EXCERPTED TEXT below:
Edwards lived in Liberia until he was five years old, when he immigrated to the United States with his mother. Edwards’ aunt was fortunate to go to America after winning a lottery as part of the Diversity Visa program, and the family decided Edwards’ father and sister would be the two members who would accompany her. A few years later, Edwards joined them, escaping the country during the Second Liberian Civil War.

Edwards, 26, doesn’t remember much about his time in Liberia, outside of taking his farewell pictures on his last day there. On Monday, he posted a picture on Instagram of his father standing in front of his childhood home, which showed the crumbling concrete steps and the deteriorating cinder block walls. Edwards then signed his new deal with Baltimore, which gave him a $3.75 million signing bonus as well as a sense of his journey coming full circle.

“It was just fantastic — just seeing everything come together,” Edwards said. “It’s been a blessing.”

Edwards is a punishing downhill runner in the only NFL offense to ever total more than 3,000 yards rushing in consecutive seasons. He’s often been overlooked, maintaining a low-key personality while playing behind the likes of Mark Ingram II and J.K. Dobbins.
End of EXCERPTED TEXT.
MATERIAL PROVIDED below:
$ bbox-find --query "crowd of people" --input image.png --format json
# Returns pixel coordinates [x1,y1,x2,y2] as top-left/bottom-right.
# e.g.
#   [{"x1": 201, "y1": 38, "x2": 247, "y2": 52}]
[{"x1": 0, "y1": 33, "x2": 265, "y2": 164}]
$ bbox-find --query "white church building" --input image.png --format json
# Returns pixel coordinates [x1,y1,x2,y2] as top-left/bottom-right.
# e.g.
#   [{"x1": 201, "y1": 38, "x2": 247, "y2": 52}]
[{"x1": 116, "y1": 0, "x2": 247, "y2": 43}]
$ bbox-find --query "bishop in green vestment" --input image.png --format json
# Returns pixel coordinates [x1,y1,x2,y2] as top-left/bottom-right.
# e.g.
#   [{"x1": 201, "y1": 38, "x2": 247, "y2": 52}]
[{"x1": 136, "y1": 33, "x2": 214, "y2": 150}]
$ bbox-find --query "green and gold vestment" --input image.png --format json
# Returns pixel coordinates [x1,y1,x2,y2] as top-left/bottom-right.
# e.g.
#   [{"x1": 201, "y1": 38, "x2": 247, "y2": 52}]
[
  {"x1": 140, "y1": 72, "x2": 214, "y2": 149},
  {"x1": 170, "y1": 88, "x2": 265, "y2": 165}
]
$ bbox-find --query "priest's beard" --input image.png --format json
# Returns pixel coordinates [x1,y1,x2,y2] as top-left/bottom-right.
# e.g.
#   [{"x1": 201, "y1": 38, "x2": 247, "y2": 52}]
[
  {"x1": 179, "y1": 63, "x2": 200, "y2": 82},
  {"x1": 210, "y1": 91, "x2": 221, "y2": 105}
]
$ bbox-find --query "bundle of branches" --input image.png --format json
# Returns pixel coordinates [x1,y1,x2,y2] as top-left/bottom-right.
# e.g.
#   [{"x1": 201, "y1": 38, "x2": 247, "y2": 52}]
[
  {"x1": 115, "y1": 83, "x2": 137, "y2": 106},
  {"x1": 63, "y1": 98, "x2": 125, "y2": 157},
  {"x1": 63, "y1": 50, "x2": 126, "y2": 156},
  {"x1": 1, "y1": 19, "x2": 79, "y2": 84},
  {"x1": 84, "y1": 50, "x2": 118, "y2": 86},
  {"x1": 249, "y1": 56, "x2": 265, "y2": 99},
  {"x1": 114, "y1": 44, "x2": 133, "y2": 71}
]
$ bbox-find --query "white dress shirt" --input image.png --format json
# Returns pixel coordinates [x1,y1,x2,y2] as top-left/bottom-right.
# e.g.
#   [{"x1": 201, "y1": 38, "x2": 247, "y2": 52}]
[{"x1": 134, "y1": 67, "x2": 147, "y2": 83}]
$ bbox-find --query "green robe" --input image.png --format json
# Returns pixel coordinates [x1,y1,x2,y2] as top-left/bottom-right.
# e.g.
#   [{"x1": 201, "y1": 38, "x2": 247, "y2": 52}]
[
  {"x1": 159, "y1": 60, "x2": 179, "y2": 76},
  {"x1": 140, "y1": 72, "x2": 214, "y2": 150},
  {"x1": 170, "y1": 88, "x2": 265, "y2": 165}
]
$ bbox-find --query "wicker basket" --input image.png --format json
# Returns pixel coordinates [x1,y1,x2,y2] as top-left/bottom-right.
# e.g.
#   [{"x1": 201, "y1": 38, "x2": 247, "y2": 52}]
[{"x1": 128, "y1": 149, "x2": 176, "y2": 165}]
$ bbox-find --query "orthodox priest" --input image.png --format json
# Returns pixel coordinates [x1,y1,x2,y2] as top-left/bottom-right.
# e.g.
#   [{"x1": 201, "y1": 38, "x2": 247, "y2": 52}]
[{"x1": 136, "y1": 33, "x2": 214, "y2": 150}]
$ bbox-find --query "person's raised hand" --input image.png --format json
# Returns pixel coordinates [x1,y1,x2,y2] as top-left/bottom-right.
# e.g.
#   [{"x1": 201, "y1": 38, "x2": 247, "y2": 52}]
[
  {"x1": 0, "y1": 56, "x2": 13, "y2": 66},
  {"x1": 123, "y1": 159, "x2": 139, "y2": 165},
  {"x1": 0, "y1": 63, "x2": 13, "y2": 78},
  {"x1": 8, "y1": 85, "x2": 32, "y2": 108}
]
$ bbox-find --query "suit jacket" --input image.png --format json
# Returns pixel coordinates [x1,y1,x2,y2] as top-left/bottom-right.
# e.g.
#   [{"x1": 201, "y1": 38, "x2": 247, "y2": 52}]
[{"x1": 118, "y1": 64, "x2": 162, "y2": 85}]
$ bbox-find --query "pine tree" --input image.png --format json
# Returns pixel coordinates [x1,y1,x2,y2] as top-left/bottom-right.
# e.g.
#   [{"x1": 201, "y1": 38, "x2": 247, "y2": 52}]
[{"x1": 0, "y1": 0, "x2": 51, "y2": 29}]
End of MATERIAL PROVIDED.
◆ **TASKS FOR THIS EXERCISE**
• a. In the passage about Edwards, how large a signing bonus came with his new deal with Baltimore?
• b. Please write the next part of the passage about Edwards, starting after its final sentence.

◆ **RESPONSES FOR EACH TASK**
• a. $3.75 million

• b.
But few players have been as efficient as Edwards. Of the 31 players who have run the ball at least 400 times over the past three seasons, only two have averaged more yards per carry than Edwards (5.20): former NFL MVP Lamar Jackson (6.0) and two-time Pro Bowl running back Nick Chubb (5.23).

“He deserves a lot more credit than he gets,” tight end Mark Andrews said at the end of last season. “He’s the heart and the soul of our team with everything he does, the way he runs the ball. He breaks tackles left and right. He’s a beast.”

Just like he fights for every yard, Edwards had to battle for his spot in Baltimore after being the team’s No. 5 running back three years ago. Undrafted out of Rutgers in 2018, Edwards was cut before the regular season, as the Ravens kept Alex Collins, Buck Allen and Kenneth Dixon at running back.

Edwards was signed to the Ravens’ practice squad, but he had to bide his time. When Dixon went on injured reserve with a knee injury after the season opener, Baltimore promoted De’Lance Turner instead of Edwards to replace Dixon.

It wasn’t until Turner hurt his hamstring in early October that Edwards was placed on the 53-man roster. And it wasn’t until Jackson took over as the starting quarterback midway through the season that Edwards got a shot to start.

Meshing instantly in Baltimore’s new read-pass option attack, Edwards produced 654 yards rushing in the final seven games of 2018, which ranked behind only Saquon Barkley and Derrick Henry over that span.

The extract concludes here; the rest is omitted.